**Problem:** Beginning with the line that holds "i need the bounding box around the cumulus", copy each line through the end of the material below, exactly and with no pictures.

-- Data for this task follows --

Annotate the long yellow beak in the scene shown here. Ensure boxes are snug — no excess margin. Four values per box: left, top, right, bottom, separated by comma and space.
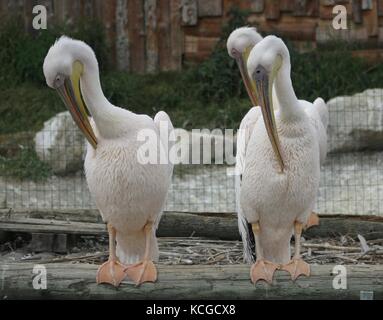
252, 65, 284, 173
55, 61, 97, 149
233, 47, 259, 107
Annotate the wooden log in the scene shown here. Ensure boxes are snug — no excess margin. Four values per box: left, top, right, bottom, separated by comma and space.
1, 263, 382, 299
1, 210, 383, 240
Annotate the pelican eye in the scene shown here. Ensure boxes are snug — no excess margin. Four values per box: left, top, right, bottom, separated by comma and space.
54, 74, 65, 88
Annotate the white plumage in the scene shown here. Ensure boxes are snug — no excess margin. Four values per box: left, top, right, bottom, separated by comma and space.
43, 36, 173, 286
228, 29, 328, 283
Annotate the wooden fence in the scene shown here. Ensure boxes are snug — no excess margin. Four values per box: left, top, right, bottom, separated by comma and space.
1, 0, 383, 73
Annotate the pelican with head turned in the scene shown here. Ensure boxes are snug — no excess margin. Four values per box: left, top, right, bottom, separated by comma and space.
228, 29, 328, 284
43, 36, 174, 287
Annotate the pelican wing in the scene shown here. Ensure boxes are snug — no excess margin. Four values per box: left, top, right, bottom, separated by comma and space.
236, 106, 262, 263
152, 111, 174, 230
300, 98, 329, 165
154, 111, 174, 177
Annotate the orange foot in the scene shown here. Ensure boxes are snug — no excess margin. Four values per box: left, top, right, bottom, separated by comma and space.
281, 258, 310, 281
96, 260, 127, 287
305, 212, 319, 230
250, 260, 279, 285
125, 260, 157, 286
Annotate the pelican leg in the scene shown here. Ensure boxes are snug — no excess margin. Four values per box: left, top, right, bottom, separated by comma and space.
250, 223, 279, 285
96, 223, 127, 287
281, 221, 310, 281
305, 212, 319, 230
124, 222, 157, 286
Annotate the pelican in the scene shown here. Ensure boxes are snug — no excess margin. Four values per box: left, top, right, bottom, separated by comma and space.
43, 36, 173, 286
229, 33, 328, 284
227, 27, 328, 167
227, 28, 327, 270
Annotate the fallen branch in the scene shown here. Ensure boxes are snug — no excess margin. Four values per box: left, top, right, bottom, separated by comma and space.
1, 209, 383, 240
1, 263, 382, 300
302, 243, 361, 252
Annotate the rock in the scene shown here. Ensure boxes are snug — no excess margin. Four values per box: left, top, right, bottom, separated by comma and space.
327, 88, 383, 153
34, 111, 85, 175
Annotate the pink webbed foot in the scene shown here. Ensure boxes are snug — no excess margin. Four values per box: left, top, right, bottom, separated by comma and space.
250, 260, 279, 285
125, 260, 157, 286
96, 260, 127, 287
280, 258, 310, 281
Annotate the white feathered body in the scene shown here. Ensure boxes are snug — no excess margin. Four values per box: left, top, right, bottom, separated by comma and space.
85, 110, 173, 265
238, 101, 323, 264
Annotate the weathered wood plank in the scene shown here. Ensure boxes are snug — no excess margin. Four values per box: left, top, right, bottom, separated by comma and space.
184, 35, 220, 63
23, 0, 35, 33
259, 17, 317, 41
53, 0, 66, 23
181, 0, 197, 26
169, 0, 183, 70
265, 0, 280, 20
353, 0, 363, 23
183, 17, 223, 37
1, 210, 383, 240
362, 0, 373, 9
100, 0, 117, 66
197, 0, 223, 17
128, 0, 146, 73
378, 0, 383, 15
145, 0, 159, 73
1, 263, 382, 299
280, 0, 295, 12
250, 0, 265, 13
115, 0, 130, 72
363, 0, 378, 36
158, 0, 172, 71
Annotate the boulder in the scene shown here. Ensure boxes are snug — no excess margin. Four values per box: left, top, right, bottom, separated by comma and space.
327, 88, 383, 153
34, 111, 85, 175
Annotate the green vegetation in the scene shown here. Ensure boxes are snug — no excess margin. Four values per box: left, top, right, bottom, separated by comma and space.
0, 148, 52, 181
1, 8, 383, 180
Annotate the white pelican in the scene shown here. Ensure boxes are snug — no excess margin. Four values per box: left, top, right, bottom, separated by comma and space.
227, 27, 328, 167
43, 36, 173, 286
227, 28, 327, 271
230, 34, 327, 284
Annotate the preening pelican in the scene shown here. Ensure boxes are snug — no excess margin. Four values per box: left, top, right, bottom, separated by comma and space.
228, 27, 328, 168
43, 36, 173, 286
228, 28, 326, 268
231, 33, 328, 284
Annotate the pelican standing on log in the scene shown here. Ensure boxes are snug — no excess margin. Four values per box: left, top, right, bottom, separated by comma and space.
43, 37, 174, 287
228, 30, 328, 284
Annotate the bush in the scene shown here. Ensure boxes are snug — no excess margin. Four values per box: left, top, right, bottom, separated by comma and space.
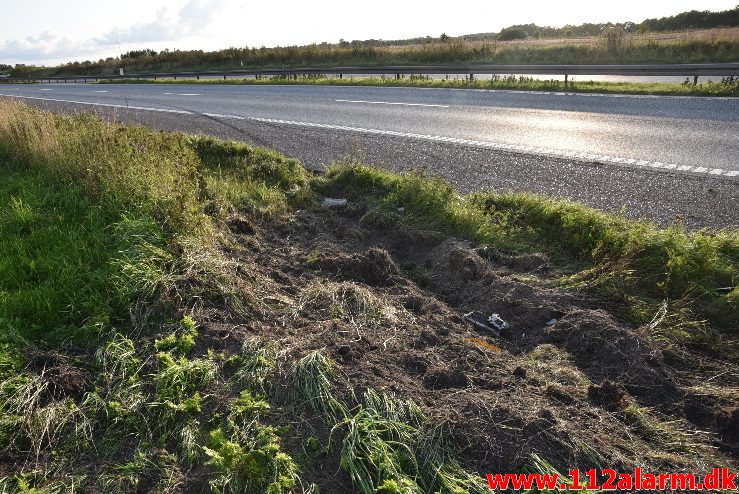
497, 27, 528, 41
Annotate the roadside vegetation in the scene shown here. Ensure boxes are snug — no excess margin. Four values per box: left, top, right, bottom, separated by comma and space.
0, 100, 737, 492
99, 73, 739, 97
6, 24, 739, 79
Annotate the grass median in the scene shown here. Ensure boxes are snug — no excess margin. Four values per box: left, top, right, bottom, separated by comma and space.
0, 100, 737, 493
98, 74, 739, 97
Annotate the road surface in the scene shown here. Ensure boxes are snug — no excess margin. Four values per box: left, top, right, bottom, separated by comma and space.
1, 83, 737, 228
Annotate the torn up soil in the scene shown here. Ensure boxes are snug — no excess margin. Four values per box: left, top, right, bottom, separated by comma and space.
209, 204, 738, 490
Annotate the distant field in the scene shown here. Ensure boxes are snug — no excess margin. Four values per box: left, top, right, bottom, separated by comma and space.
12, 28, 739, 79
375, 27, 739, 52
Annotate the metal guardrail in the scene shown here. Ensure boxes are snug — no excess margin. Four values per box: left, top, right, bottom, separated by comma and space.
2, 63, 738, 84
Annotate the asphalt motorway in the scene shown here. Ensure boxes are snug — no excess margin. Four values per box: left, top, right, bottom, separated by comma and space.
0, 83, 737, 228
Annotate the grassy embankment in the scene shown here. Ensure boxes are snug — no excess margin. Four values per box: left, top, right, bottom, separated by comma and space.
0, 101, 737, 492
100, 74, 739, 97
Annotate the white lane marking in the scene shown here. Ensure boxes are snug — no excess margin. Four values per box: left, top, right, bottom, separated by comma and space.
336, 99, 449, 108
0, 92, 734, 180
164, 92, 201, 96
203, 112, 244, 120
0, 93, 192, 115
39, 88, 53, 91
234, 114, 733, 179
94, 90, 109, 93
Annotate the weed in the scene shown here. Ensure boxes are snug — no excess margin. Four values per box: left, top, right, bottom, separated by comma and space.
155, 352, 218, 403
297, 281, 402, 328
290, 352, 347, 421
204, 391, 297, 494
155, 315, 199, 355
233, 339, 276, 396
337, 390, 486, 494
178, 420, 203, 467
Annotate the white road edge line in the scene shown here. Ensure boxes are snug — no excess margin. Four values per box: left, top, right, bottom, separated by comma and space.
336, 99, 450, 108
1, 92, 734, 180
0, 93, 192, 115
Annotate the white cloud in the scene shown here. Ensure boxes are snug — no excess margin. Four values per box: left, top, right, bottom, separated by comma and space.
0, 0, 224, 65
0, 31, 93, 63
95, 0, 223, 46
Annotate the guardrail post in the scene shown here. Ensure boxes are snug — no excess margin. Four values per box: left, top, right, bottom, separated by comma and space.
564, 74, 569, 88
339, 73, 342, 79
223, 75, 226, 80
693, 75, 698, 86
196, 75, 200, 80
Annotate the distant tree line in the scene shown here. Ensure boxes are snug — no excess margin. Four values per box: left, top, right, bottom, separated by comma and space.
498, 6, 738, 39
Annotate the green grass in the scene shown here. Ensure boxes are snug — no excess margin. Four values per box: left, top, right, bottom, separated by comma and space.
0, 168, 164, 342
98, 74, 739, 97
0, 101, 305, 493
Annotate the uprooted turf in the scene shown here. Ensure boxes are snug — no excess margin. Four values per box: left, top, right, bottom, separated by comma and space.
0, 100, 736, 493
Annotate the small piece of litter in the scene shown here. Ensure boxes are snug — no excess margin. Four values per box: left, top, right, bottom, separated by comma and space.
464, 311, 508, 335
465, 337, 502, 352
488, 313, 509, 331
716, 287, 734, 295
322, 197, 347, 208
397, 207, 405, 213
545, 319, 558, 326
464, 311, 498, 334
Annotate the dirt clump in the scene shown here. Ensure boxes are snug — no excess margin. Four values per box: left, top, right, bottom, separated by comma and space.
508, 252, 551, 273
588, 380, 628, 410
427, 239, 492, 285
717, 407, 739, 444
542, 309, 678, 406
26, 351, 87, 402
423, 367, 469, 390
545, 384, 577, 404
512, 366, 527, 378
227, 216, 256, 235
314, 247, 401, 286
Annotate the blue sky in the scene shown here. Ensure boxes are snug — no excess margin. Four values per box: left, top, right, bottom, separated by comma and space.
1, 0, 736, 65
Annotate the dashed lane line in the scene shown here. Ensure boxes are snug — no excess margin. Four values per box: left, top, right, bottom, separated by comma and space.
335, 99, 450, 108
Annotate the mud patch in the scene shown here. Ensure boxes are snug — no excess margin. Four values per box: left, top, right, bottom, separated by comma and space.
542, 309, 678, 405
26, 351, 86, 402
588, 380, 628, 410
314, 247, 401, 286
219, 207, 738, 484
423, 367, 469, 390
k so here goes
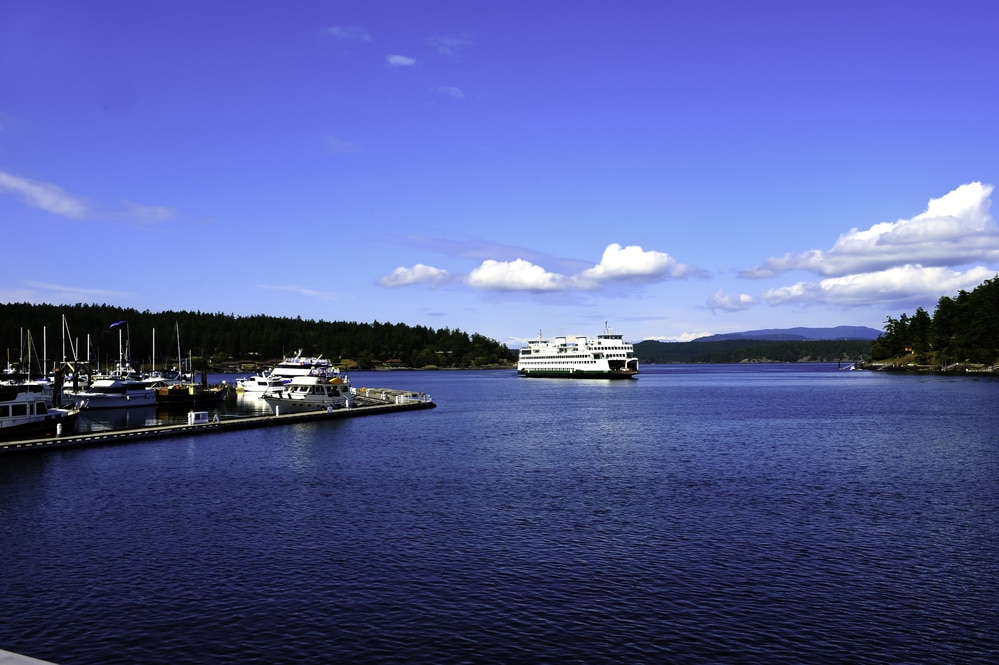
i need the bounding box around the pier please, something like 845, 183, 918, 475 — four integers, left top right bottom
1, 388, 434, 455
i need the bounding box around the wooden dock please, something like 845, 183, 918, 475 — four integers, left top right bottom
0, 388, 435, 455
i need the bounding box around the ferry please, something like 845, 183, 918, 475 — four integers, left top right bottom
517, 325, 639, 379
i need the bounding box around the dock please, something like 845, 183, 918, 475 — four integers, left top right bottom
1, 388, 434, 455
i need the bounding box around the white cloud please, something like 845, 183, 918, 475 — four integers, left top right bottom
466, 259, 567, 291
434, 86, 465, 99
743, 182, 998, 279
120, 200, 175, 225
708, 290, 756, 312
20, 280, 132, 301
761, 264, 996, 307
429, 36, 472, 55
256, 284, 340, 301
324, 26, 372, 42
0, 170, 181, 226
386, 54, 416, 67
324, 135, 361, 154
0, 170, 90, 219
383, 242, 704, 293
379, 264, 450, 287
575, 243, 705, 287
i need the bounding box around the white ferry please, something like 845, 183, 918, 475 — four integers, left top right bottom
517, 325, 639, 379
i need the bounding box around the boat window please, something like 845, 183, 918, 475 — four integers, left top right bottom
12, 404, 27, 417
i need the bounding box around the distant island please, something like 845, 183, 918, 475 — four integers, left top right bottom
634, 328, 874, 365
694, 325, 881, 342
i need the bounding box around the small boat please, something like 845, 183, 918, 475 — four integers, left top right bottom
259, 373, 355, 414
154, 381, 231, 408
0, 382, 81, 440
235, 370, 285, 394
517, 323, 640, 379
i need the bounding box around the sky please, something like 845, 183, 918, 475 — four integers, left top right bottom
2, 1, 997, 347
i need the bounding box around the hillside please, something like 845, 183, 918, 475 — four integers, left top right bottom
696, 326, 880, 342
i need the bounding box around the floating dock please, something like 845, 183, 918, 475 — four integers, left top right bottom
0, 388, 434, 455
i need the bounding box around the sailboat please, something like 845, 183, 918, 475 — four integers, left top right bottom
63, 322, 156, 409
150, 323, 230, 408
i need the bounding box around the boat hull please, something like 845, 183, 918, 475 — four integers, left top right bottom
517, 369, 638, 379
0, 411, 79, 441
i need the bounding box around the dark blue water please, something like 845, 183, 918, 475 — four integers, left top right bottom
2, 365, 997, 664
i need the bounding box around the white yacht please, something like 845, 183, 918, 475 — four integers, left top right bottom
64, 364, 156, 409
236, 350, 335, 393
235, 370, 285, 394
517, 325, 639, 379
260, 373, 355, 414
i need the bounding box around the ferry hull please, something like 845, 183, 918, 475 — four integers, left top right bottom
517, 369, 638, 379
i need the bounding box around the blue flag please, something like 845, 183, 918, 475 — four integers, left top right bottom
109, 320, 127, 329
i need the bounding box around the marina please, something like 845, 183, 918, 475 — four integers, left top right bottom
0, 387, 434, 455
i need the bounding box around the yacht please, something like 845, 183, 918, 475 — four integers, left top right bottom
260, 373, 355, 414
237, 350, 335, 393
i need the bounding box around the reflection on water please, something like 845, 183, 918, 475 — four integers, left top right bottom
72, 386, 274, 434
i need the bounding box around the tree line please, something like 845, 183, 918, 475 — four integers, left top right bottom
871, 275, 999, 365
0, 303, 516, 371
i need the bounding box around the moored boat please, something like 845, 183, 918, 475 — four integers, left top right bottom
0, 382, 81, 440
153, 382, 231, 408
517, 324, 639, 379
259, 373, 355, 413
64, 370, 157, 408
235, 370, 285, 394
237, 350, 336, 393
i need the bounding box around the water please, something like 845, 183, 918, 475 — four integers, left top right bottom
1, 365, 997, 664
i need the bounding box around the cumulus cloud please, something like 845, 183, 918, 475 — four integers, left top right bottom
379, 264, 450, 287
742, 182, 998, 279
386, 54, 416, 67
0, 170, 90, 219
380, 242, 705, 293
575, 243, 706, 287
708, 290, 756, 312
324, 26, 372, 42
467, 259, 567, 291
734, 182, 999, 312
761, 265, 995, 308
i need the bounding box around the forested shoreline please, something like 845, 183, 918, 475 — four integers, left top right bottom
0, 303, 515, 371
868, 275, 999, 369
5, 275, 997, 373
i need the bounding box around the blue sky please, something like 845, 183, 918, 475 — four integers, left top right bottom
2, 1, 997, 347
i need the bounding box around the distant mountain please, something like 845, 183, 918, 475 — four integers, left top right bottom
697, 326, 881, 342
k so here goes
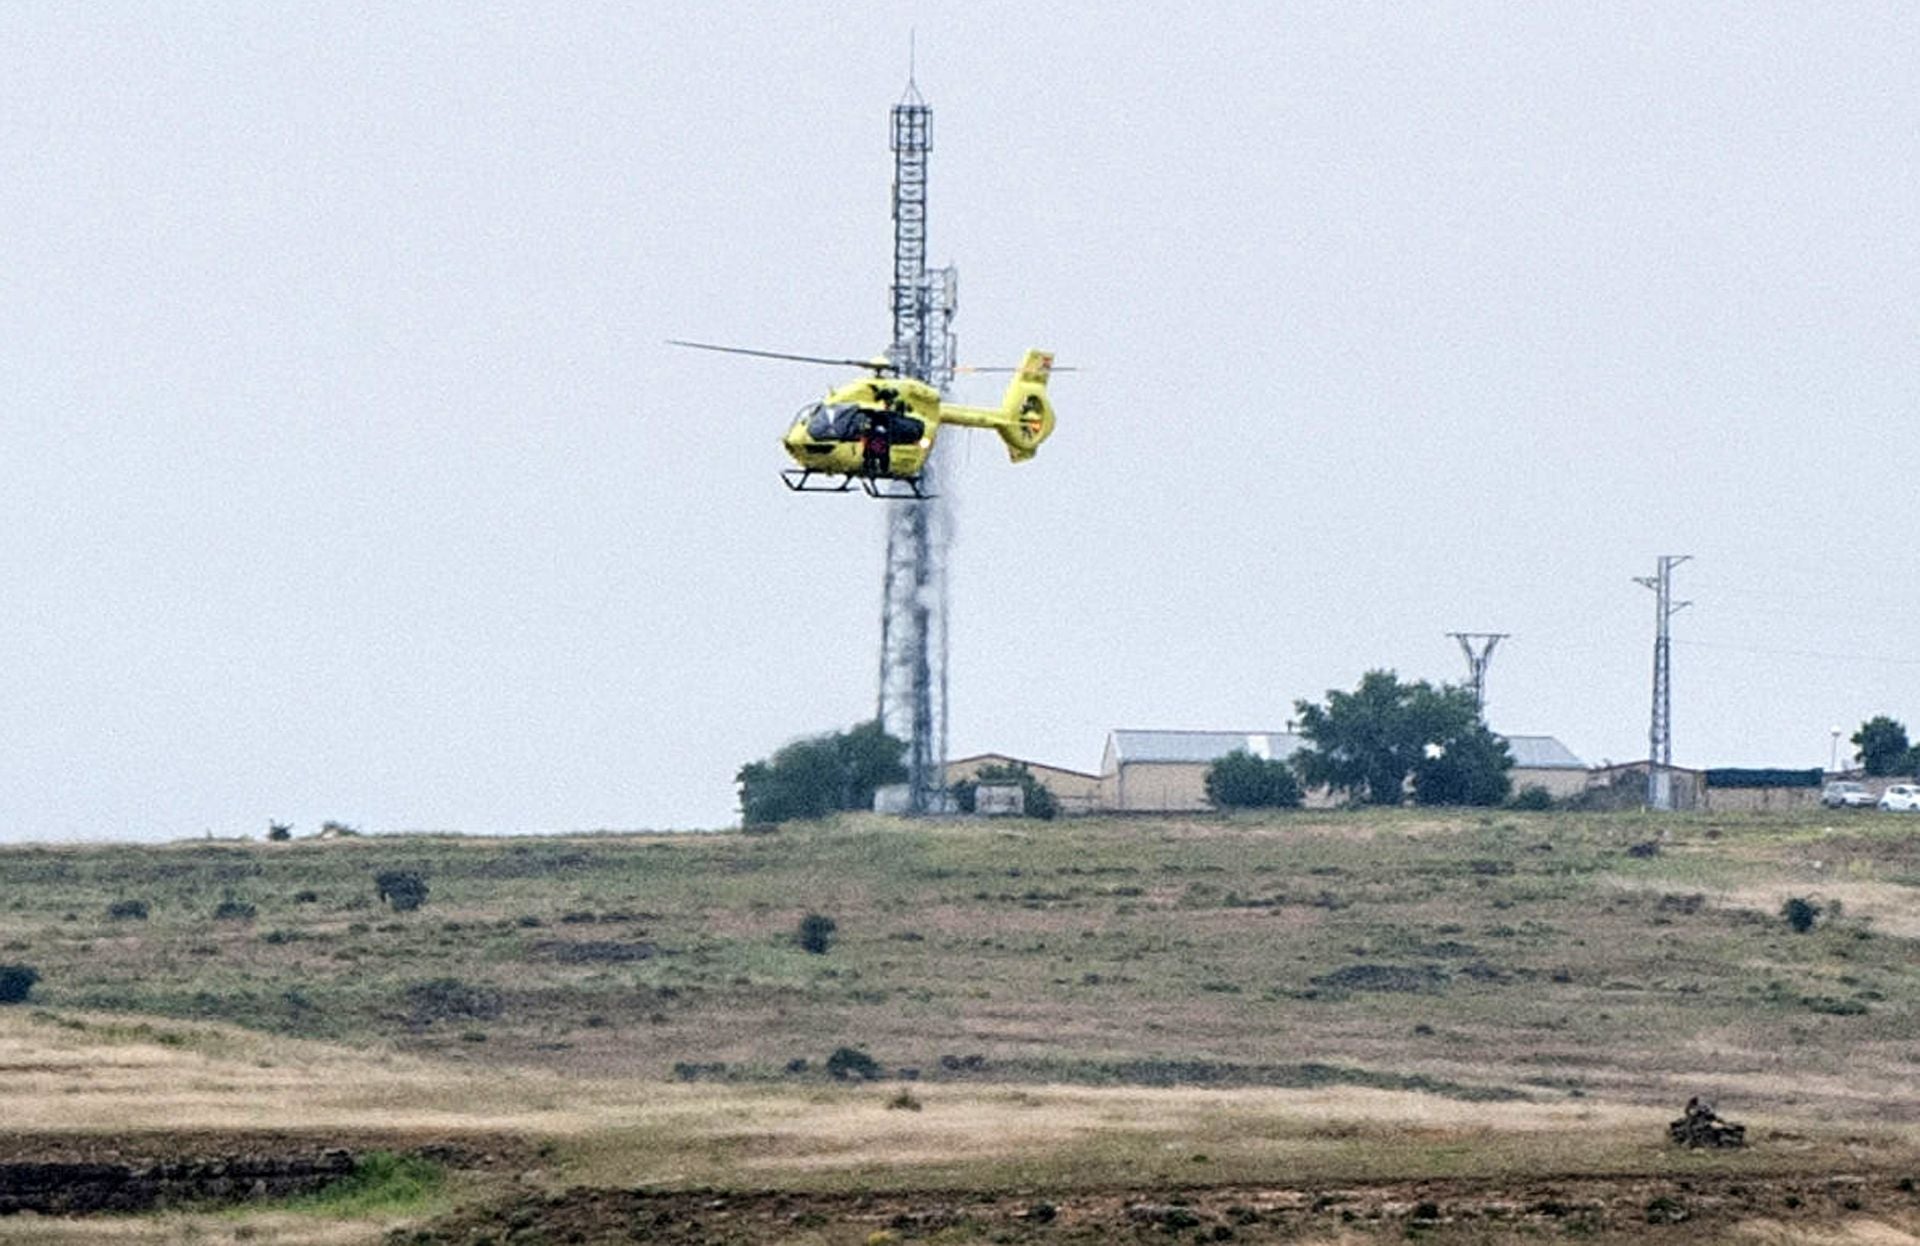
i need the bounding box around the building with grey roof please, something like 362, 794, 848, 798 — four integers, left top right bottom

-- Data for this task concluded --

**Solution to the exercise:**
i need the bounding box around the cumulus cloud please, something like 845, 183, 918, 475 — four integers, left top right bottom
379, 264, 450, 287
742, 182, 998, 279
386, 54, 416, 67
0, 170, 90, 219
380, 242, 705, 293
575, 243, 706, 287
708, 290, 756, 312
324, 26, 372, 42
467, 259, 567, 291
734, 182, 999, 312
761, 265, 995, 308
i need the bounding box around the forested shoreline please, something like 845, 183, 918, 475 — four integers, left top right bottom
0, 303, 515, 371
868, 275, 999, 369
5, 275, 997, 373
i need the bounding box around the blue sky please, something like 845, 183, 918, 475 — four integers, left top right bottom
2, 1, 997, 347
i need the bounding box around the distant mountain please, something like 845, 183, 918, 475 — four integers, left top right bottom
697, 326, 881, 342
k so here goes
i need the bounding box around the building with grey roof please, something like 362, 794, 848, 798 — four integers, left top right bottom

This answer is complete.